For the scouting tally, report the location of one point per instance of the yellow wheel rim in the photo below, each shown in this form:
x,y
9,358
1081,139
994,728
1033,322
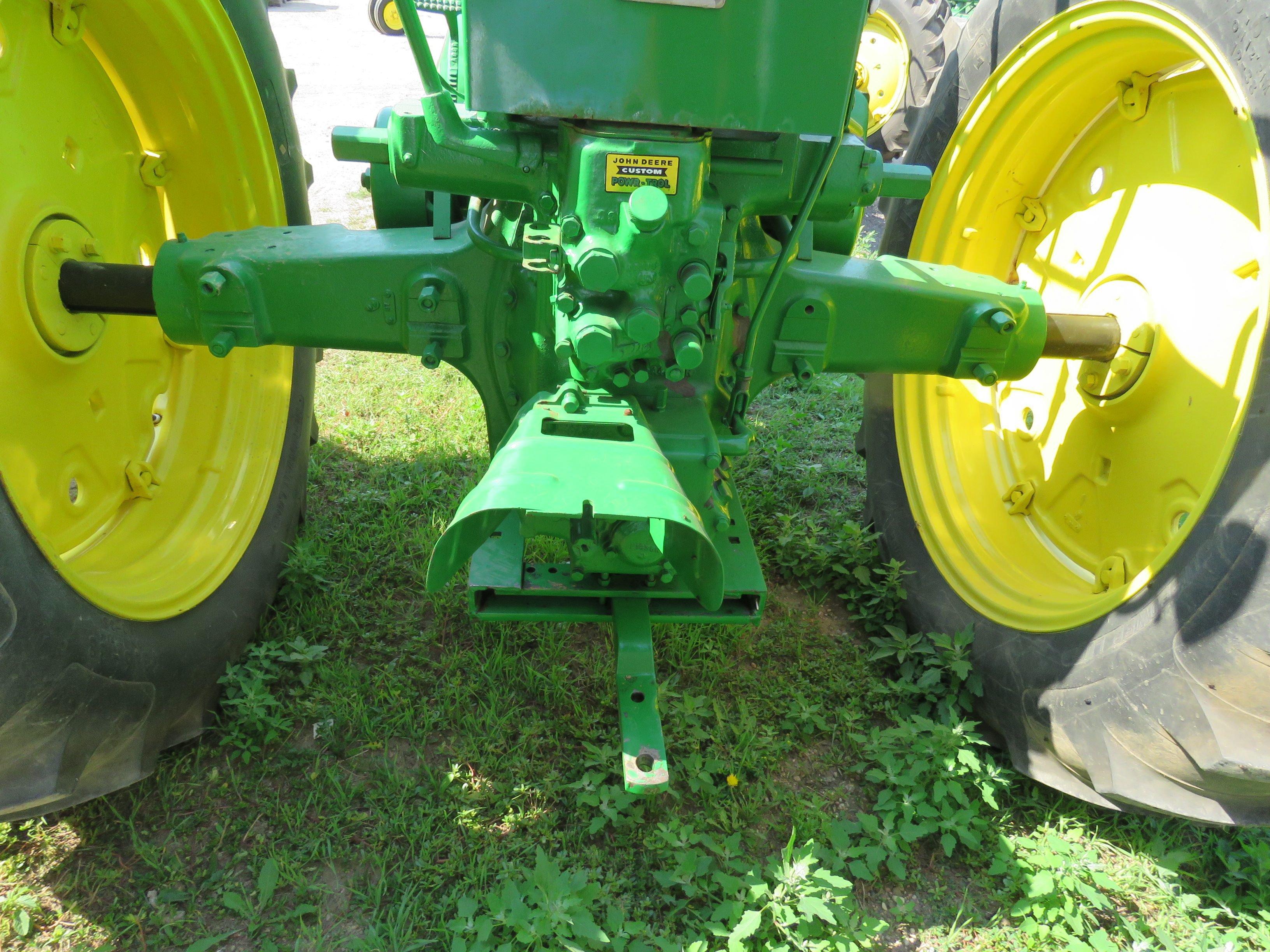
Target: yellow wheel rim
x,y
883,68
1112,163
393,17
139,467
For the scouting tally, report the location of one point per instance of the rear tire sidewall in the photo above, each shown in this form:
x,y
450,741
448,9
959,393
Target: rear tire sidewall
x,y
1178,635
925,24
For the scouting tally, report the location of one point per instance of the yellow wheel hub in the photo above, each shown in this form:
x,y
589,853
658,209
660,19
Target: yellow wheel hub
x,y
140,469
1113,164
883,68
55,242
393,17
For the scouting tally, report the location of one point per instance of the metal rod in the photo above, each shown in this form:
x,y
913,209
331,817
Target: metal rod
x,y
93,287
1082,337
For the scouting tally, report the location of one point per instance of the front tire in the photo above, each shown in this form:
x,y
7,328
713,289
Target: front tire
x,y
1119,624
386,18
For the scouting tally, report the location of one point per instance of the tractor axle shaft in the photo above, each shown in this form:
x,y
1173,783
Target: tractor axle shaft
x,y
1082,337
93,287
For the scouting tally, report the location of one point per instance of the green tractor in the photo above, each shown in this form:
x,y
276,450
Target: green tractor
x,y
620,247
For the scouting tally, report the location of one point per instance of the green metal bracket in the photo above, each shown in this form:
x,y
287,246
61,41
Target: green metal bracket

→ **Your task**:
Give all the records again, exactly, without images.

→ **Response to the task**:
For the scouting tally, report the location of one point per instance of the yellow wheel rim in the photo below, each shown in this form:
x,y
9,358
1081,139
994,728
1033,322
Target: yellow wheel rim
x,y
883,68
1112,163
393,17
139,467
For the scouting tally, report the location of one point per instance of the rear tire sidewall in the photo above, each shown in this form:
x,y
450,741
448,9
959,393
Target: rear tire sidewall
x,y
1178,635
925,24
For the scouting tally, report the location of one point per instance of the yellow wheel hub in the photo above, each shown in this form:
x,y
589,853
658,209
660,19
Target: yellow wheel hub
x,y
140,469
1113,164
883,68
55,242
393,17
For the scouting tally, report the location of one point per instance of the metal rod in the photo above, each shown in this form:
x,y
913,209
331,817
Target: metal rod
x,y
93,287
1082,337
For the scouting tally, report the location of one point per instance of the front tire in the photo above, each shown in this form:
x,y
7,328
713,289
Target: front tire
x,y
1119,624
386,18
For the scouting tally, report the location of one point per instance of the tractor axle shaft in the photo above, each shown in this form:
x,y
1173,783
Target: tractor axle shaft
x,y
1082,337
93,287
For the scouting tally, report the location of one point per instance of the green tractor in the photo above, each shown in this form:
x,y
276,450
Target: green tractor
x,y
620,247
For the scouting tally, report the location of one point per instance of the green metal bracket in the photo above, each shown in this form:
x,y
287,246
61,41
Target: green metal bracket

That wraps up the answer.